§ TASK TO CARRY OUT
Can you update the entries, starting with the first line and going on through the line with "194 179 251 191", so that "red stripe" becomes "white stripe" and nothing else changes?

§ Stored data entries
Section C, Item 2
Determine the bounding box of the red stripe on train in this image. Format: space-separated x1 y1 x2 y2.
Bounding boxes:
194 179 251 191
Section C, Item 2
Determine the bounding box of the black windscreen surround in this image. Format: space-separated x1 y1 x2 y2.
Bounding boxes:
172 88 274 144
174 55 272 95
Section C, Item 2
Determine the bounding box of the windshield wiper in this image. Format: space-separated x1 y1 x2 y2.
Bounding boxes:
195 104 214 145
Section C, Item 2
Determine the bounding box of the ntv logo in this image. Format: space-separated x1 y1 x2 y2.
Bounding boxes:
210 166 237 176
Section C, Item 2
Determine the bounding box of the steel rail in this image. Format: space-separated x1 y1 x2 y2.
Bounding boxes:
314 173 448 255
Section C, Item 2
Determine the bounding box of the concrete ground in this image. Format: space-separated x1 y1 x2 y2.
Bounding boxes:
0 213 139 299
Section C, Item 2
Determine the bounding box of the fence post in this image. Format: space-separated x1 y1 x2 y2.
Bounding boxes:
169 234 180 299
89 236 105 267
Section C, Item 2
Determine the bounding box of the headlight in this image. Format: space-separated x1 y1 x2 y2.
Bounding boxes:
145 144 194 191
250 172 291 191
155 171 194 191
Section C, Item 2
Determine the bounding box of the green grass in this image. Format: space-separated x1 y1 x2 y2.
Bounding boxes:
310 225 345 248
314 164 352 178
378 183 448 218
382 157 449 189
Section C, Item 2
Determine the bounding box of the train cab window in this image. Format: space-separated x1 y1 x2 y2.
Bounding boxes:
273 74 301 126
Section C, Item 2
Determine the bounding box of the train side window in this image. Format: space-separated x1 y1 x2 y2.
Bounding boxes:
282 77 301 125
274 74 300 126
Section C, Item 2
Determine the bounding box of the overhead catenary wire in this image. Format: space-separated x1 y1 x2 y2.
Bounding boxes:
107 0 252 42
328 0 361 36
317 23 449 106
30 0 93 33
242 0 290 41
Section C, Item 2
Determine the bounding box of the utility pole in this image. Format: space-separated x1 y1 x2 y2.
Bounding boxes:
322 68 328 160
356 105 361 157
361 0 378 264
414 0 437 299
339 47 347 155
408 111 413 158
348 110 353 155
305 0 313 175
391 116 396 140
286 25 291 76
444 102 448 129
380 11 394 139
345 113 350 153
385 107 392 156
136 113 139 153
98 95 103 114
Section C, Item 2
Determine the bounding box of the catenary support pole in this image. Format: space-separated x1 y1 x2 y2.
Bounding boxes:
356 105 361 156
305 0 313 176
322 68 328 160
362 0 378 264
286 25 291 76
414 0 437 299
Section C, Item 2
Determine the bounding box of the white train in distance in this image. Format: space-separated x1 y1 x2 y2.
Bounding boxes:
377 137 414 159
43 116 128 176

§ WRITTEN SOLUTION
Section C, Item 2
Determine the bounding box of the white stripe on train in this image. Format: space-separated x1 y1 x2 y2.
Bounding boxes:
194 179 251 191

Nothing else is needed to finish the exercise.